**Exercise goal**.
Output exactly, please, the lines of the records below from the one containing "the red logo" through the final line.

-- BEGIN Material supplied --

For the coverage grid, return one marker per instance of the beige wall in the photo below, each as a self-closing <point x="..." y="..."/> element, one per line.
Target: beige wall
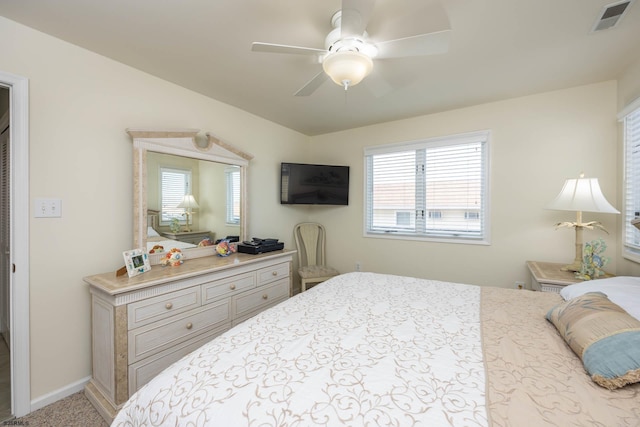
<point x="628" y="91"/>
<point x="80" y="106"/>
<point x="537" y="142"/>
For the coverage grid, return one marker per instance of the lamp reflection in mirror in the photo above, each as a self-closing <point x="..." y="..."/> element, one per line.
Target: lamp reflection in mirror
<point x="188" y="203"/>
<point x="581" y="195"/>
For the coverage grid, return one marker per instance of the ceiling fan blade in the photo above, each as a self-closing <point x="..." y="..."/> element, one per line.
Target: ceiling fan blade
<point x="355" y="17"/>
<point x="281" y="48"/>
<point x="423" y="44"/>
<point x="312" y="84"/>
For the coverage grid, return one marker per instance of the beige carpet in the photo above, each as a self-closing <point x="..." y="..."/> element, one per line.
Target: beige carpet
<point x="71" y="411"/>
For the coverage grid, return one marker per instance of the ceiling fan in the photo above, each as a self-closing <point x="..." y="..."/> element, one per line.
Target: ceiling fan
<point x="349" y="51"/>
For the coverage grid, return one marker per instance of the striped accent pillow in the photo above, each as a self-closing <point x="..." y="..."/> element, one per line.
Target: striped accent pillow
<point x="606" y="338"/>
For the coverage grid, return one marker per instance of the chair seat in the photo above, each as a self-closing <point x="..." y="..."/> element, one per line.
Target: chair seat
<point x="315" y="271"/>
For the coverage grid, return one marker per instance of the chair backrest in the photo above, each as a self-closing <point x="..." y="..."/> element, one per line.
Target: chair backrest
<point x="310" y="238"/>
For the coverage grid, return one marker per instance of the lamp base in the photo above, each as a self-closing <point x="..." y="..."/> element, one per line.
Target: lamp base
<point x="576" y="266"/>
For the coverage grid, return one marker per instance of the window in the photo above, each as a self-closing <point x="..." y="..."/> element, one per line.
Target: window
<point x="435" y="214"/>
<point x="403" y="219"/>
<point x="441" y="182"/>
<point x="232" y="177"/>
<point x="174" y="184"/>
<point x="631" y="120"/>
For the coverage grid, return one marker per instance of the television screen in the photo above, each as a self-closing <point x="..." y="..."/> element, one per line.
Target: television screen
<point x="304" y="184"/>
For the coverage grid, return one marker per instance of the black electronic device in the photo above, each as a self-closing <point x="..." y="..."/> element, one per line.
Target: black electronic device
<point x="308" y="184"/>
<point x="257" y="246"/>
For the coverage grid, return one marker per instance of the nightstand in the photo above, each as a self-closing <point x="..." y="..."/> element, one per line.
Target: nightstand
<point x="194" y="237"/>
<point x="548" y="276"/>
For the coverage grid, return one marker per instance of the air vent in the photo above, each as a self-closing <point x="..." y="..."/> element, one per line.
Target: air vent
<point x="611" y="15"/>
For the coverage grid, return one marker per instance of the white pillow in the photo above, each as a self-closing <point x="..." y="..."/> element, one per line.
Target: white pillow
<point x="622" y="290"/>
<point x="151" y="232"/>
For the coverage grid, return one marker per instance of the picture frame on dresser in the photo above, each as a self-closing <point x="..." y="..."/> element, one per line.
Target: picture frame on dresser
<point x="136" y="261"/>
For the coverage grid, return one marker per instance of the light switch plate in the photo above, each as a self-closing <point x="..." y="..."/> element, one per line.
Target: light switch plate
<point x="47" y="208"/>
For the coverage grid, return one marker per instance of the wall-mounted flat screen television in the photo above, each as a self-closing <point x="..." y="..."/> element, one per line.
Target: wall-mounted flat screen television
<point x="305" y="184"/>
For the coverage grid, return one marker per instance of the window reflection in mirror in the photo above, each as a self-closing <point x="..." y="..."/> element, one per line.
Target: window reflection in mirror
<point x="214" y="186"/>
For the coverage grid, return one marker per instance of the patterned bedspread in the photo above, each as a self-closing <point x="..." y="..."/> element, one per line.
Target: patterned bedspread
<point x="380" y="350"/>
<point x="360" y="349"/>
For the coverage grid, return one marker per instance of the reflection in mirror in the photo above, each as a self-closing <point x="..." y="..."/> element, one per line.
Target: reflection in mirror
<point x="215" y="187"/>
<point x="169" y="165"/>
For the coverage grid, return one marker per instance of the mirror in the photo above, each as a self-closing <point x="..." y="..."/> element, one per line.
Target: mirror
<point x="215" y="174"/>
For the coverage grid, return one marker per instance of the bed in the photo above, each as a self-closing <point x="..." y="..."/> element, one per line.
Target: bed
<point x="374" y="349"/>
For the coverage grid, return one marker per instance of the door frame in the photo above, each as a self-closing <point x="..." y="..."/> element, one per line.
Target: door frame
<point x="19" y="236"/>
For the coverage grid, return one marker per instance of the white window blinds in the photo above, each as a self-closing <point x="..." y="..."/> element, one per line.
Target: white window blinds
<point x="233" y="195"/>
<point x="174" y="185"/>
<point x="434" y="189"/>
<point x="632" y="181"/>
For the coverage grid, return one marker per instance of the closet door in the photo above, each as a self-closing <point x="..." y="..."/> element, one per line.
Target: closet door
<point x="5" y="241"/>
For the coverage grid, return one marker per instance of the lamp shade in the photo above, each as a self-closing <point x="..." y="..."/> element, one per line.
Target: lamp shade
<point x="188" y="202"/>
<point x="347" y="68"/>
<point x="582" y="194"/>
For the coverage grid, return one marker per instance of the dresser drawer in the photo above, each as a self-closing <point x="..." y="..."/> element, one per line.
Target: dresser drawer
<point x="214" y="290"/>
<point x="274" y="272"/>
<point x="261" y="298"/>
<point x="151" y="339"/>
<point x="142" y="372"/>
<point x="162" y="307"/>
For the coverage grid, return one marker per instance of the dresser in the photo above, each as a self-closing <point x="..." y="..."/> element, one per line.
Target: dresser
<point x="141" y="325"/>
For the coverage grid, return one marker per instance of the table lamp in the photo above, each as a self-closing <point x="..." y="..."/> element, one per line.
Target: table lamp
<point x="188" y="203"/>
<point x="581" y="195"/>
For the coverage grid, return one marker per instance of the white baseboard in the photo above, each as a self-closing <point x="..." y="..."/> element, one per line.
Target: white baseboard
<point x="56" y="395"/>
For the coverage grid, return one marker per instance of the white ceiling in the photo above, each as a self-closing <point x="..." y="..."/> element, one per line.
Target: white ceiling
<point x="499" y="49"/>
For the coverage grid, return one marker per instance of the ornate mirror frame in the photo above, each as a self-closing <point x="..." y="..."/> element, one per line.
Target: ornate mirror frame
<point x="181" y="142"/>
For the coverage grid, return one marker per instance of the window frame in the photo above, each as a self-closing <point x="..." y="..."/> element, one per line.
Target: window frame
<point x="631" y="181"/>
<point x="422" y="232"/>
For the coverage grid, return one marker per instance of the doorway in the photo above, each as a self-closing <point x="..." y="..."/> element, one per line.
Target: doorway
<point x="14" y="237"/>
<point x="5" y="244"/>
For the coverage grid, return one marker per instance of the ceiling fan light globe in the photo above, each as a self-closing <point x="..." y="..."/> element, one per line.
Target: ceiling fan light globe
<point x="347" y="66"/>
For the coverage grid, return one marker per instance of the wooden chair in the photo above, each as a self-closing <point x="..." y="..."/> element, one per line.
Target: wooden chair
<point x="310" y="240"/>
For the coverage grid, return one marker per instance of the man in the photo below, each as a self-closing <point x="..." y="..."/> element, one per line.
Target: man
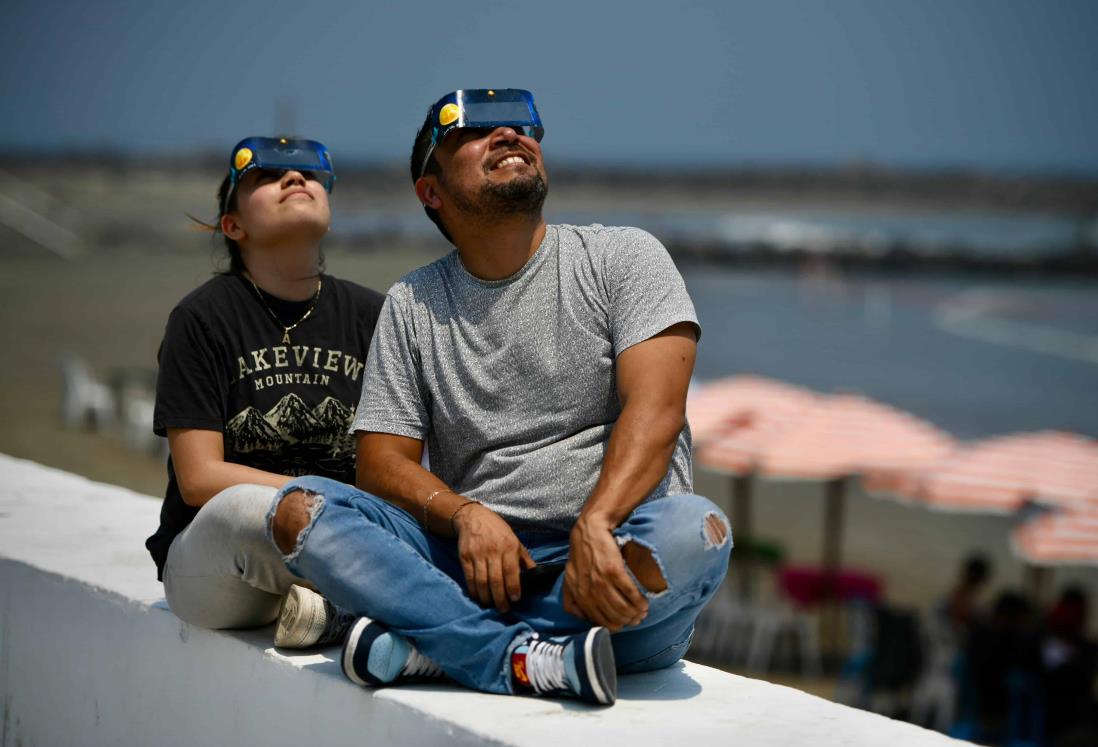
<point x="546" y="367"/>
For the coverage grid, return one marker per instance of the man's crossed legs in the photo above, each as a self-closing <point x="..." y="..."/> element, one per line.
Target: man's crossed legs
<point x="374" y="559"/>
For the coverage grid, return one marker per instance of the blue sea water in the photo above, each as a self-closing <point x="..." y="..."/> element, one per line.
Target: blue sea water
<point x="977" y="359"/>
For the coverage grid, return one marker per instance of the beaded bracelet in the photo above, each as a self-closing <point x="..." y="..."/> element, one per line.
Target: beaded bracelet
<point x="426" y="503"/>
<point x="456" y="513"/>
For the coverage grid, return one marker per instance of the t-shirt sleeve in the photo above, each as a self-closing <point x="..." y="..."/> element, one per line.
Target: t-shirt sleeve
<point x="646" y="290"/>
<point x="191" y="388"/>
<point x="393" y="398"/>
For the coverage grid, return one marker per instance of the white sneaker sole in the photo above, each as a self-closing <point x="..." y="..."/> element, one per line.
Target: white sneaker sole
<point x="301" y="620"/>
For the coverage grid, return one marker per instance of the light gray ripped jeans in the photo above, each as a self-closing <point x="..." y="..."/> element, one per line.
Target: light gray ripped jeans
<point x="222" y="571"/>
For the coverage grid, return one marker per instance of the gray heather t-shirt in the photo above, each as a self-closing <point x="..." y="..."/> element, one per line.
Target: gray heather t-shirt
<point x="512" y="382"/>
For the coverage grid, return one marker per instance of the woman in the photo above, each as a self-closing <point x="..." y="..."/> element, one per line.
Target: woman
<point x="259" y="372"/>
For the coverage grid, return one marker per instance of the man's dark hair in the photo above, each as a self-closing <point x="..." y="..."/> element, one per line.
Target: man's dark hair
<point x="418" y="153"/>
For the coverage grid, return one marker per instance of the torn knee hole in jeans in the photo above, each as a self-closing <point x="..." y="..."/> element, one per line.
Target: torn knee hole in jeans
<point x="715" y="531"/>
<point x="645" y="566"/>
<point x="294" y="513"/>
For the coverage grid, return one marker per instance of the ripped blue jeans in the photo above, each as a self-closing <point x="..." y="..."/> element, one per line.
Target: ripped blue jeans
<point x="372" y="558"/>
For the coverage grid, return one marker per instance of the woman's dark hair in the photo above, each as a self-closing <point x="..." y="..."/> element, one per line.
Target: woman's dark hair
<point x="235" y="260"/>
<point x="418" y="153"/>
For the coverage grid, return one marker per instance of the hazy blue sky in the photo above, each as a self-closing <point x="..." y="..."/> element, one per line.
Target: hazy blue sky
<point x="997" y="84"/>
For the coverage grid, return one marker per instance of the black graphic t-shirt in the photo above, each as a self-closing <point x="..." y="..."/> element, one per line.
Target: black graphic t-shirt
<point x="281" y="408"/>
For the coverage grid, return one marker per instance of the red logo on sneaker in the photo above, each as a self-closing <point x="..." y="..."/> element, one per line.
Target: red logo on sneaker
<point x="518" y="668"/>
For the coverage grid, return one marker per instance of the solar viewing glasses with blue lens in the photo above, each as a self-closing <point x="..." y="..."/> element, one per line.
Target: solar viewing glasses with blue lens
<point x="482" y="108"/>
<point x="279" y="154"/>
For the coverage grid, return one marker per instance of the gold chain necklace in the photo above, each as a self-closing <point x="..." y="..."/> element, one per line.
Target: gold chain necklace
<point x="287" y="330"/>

-- END Material supplied --

**Complete response**.
For the coverage grid, return one marker per instance of the red logo on sneaker in the photo above, each as a self-closing <point x="..." y="..."/> element, one per line.
Target: red logo on sneaker
<point x="518" y="668"/>
For the coverage grid, return one marker per instance of the solar viewing glasses with blue lens in the photo above, each as a self-closing <point x="..." y="..."/> element, one per line.
Target: solar viewing glasses with blue lens
<point x="482" y="108"/>
<point x="279" y="154"/>
For the coverage grid, return one marker per instance of the gold chain necklace in the photo above, each as a self-closing <point x="..." y="..."/> element, one per line.
Target: gold chain necklace
<point x="287" y="330"/>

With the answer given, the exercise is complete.